-- Job --
Rewrite the lines below, switching every "coordinates" to "position" and leaving everything else untouched.

═════ Material to process

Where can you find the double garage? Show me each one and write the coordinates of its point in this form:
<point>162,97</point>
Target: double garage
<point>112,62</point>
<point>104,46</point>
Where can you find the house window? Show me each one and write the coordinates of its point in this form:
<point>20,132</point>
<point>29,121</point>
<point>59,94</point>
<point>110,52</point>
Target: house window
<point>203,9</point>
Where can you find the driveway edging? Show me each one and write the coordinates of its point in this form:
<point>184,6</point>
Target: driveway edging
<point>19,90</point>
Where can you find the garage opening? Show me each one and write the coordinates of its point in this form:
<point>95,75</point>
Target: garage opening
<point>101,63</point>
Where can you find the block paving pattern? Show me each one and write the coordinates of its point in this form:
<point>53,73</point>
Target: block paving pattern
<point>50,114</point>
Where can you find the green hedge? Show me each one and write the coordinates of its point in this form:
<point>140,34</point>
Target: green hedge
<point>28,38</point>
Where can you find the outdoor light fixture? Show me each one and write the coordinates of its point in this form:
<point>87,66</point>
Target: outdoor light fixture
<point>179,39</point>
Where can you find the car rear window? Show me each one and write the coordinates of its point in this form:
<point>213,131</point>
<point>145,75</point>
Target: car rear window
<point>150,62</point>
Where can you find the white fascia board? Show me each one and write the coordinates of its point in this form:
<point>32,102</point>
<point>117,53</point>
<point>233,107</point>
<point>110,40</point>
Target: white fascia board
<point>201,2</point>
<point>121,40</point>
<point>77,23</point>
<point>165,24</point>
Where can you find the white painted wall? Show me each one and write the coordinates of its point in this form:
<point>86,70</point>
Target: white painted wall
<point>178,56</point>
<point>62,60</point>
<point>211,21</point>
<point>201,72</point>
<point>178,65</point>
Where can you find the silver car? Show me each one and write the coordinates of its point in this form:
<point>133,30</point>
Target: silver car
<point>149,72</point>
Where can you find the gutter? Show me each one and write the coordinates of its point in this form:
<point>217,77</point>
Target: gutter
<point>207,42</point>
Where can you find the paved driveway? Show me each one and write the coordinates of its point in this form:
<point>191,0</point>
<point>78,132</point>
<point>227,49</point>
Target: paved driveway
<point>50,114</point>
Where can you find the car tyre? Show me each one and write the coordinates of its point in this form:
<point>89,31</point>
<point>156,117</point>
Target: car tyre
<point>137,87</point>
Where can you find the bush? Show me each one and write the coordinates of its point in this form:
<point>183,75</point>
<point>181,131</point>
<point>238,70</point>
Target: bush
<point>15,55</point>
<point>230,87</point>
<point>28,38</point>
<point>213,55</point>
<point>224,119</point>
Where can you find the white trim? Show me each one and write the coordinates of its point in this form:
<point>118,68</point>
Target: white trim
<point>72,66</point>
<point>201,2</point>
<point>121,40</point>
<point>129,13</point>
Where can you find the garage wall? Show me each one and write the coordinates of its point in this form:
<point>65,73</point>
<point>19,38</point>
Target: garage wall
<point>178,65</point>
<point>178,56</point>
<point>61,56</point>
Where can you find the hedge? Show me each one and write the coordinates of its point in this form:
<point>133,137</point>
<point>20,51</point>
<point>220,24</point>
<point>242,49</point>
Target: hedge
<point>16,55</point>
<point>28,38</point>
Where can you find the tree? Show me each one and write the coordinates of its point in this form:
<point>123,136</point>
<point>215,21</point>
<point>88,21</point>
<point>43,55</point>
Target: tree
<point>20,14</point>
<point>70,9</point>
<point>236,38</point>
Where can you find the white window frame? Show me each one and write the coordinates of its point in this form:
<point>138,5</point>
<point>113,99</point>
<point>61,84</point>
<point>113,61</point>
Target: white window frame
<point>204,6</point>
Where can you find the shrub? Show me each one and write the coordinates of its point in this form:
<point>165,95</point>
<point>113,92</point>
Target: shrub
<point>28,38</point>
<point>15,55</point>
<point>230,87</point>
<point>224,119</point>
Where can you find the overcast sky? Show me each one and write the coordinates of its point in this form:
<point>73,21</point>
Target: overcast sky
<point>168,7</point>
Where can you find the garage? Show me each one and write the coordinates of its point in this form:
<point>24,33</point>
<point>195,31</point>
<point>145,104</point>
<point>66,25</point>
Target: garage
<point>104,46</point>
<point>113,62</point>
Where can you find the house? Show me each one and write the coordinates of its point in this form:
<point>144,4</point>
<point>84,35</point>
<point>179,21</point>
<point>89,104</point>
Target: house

══════════

-- Exercise response --
Where can you find the double garage? Show me each one and write the position of its point in this form:
<point>162,97</point>
Target: double garage
<point>112,62</point>
<point>104,46</point>
Where can you find the house window? Show me each one and write the position of its point in this form:
<point>20,132</point>
<point>29,121</point>
<point>59,94</point>
<point>110,52</point>
Target: house window
<point>203,9</point>
Where can you find the driveway edging? Show me each one and write the position of its point in this form:
<point>184,6</point>
Target: driveway edging
<point>19,90</point>
Where can you find the garage opening? Show me each one and write the position of its point in this form:
<point>95,75</point>
Target: garage opening
<point>101,63</point>
Where can you find the block paving pattern? Show me each one and write the position of its point in this form:
<point>53,73</point>
Target: block paving pattern
<point>50,114</point>
Where can you find the green hedge? Show me each one and write the position of its point in this form:
<point>140,34</point>
Target: green hedge
<point>28,38</point>
Where can you find the outdoor light fixture? Show me each one and write the position of its point in this form:
<point>87,66</point>
Target: outdoor light fixture
<point>179,39</point>
Where can you find the car rear window? Show me each one and write the position of its point in this form:
<point>213,131</point>
<point>145,75</point>
Target: car rear window
<point>150,62</point>
Where can you find the white fascia board? Show me each one and write the position of its point in this form:
<point>32,102</point>
<point>117,53</point>
<point>233,107</point>
<point>110,40</point>
Target: white fascia board
<point>201,2</point>
<point>121,40</point>
<point>77,23</point>
<point>165,24</point>
Where can you find the white painted wall? Show me each one and write the position of its point in this form:
<point>86,70</point>
Target: white painted wall
<point>178,56</point>
<point>62,60</point>
<point>211,21</point>
<point>201,72</point>
<point>178,65</point>
Where can you find the silver car? Show me each one and write the position of its point in this form:
<point>133,30</point>
Target: silver car
<point>149,72</point>
Where can you find the gutter? Show me each one and write the position of its point in this form:
<point>217,77</point>
Target: gutter
<point>207,42</point>
Where can you find the paved driveway? Show me each one and write the position of its point in this form:
<point>191,0</point>
<point>78,132</point>
<point>227,49</point>
Target: paved driveway
<point>50,114</point>
Where can you find the car tyre? Show me each one and write the position of its point in this form:
<point>89,31</point>
<point>156,117</point>
Target: car tyre
<point>137,87</point>
Where can you find the bush? Show me each one and write the position of its point in this form:
<point>183,75</point>
<point>181,131</point>
<point>238,70</point>
Target: bush
<point>15,55</point>
<point>230,87</point>
<point>28,38</point>
<point>213,55</point>
<point>224,119</point>
Where can you find the white trim? Show me each one and write the position of its point in this form:
<point>118,68</point>
Target: white trim
<point>72,66</point>
<point>201,2</point>
<point>121,40</point>
<point>129,13</point>
Where can you find the garage wall? Show me each one and write the position of its point in this form:
<point>65,73</point>
<point>19,38</point>
Target: garage wall
<point>178,65</point>
<point>178,56</point>
<point>61,56</point>
Where can you find the hedge? Show me each one and write the position of its point in this form:
<point>133,137</point>
<point>20,51</point>
<point>220,24</point>
<point>242,49</point>
Target: hedge
<point>16,55</point>
<point>28,38</point>
Where can you find the tree? Show me each one and write the position of its point in this form:
<point>123,136</point>
<point>215,21</point>
<point>88,21</point>
<point>43,55</point>
Target: tree
<point>20,14</point>
<point>70,9</point>
<point>236,38</point>
Where can you find the white window frame? Show me each one and write the position of its point in this form:
<point>138,5</point>
<point>113,99</point>
<point>61,84</point>
<point>113,61</point>
Target: white window frame
<point>204,6</point>
Where can you find the shrub? Show me each one and write the position of its point in this form:
<point>165,95</point>
<point>113,92</point>
Target: shrub
<point>28,38</point>
<point>15,55</point>
<point>230,87</point>
<point>224,119</point>
Where can you find the overcast sky? Show me each one and write the position of its point in this form:
<point>73,21</point>
Target: overcast sky
<point>168,7</point>
Where can you find the garage? Show me each one and write the position of its point in this form:
<point>24,33</point>
<point>195,31</point>
<point>145,104</point>
<point>66,25</point>
Target: garage
<point>104,46</point>
<point>113,62</point>
Where can you find the house? Show me each one and write the position of its point in this form:
<point>144,4</point>
<point>84,35</point>
<point>179,21</point>
<point>89,104</point>
Target: house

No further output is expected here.